SELECTED PASSAGE
===============

I love Colorado. I have since the first time I visited more than thirty years ago. I remember thinking, I’m going to come back here someday, and I did. After sixteen winters—five after I stopped skiing—it felt like time to try something different. Marilyn, who had spent even more winters there than I had, agreed.

 

So we loaded up the RV and headed to Florida.

 

Twenty-five hours of driving and four days later, we arrived in St. Augustine. I began this essay sitting inside the RV while the temperature outside hovered at twenty-eight degrees, colder than many winter mornings back home in Colorado.It has been a good adventure. A real one.

 

What has surprised me most is how quickly we habituate to the world we build around us. At home, I move from room to room without thinking. In my office, everything is tuned to me: a large monitor, a familiar layout, accessibility tools that make writing with visual impairment not just possible, but fluid. Effort fades into the background.

 


The RV is comfortable. It’s large for what it is, with plenty of space and even a small desk. I knew it wouldn’t be the same. What I underestimated was how much that difference would matter—and how quietly it would begin to erode my sense of control.

 

Our RV has an exterior spray hose you can use to rinse dirt off things—the dog, your shoes—before dragging it into the living space. It’s a small but genuinely useful amenity, when it works. Ours sprang a leak, thanks to a failed O-ring. An easy fix. The kind of thing I’ve repaired countless times over the years.

 

I took the broken O-ring to a nearby Ace Hardware. You know the wall of little drawers—springs, washers, gaskets—every hardware store seems to have one. With the help of an employee, we dug through them until we found a match. It fit perfectly. I paid, left the store, and felt competent.

 

It didn’t work.

 

Back in the RV, I turned to AI and learned that what I actually needed was an AS-006 EPDM O-ring, 5/16" ID × 1/16" cross-section, NSF potable-water safe. Armed with that information, we drove to a different Ace Hardware. An employee confirmed the size, nodded thoughtfully, and told us they were out of stock.

 

Next stop: Lowe’s. Row after row of O-rings, each labeled with part numbers and specifications printed in what appeared to be six-point font. So my wife started reading them for me.

 

“Here’s a five-sixteenths,” she said.

 

“What’s the inside diameter?” I asked.

 

“What’s that?”

 

Ten minutes later, we left empty-handed again.

 

Camping World, I thought, has to have one of these. Worst case, I’d buy an entirely new spray hose. We left with neither—and with me briefly wondering whether the most efficient solution might be to buy a new RV.

 

Amazon, then. Surely this is what Amazon is for. But it took only a moment to realize their recommendation engine wouldn’t let me search for what I needed. It insisted on showing me what it thought I wanted instead.

 

Somewhere between the third hardware store and my explaining the difference between ID and OD, it occurred to me that this wasn’t really about an O-ring anymore.

 

Traveling in an RV is always an adventure. Sometimes more than I signed up for. At times it feels less like travel and more like a rolling home-improvement project. Each time we reach a destination and open the door, I start scanning for what shook loose along the way. A window valance. A speaker. The light over the kitchen sink. There’s always something. Take a house, put it on four wheels, and pound it down the highway for several hours—something is going to break.

 

We bought our first RV after I knew I was losing my central vision, but before I had to give up driving, and before so many other quiet losses began to stack up. Back then, when something broke, I fixed it. Things have changed in the years since. I can’t pick out the bag of coffee I want in a grocery store, let alone an O-ring. I still bring my tool bag on every trip, but these days it serves more as ballast than utility.

===============

Segmentation labeling entries
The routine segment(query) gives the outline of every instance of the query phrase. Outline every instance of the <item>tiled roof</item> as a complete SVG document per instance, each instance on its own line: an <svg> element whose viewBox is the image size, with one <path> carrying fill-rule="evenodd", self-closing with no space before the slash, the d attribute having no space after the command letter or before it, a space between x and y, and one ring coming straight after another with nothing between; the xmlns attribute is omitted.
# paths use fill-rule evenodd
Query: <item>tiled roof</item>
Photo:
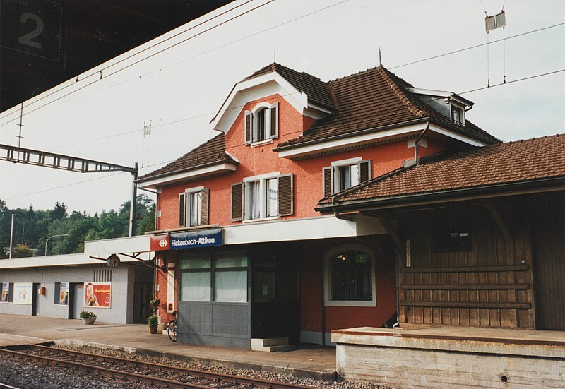
<svg viewBox="0 0 565 389"><path fill-rule="evenodd" d="M332 109L335 108L328 83L324 83L311 74L297 71L276 62L258 70L249 77L246 77L245 80L263 76L273 71L279 73L298 90L306 93L309 99L313 102Z"/></svg>
<svg viewBox="0 0 565 389"><path fill-rule="evenodd" d="M319 202L320 205L565 178L565 134L499 143L422 159Z"/></svg>
<svg viewBox="0 0 565 389"><path fill-rule="evenodd" d="M412 93L412 86L382 66L329 81L338 111L317 121L301 136L279 148L408 121L429 119L460 134L487 143L499 140L475 124L455 124Z"/></svg>
<svg viewBox="0 0 565 389"><path fill-rule="evenodd" d="M197 169L213 163L237 164L225 153L225 134L215 136L169 164L139 178L141 181L157 176L167 175L186 170Z"/></svg>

===============

WHAT TO DO
Set down, word for word, the stretch of the RV essay from "The RV is comfortable." through "over the years.". These records were drawn from a different source than the essay.

COMPLETE ANSWER
The RV is comfortable. It’s large for what it is, with plenty of space and even a small desk. I knew it wouldn’t be the same. What I underestimated was how much that difference would matter—and how quietly it would begin to erode my sense of control.

 

Our RV has an exterior spray hose you can use to rinse dirt off things—the dog, your shoes—before dragging it into the living space. It’s a small but genuinely useful amenity, when it works. Ours sprang a leak, thanks to a failed O-ring. An easy fix. The kind of thing I’ve repaired countless times over the years.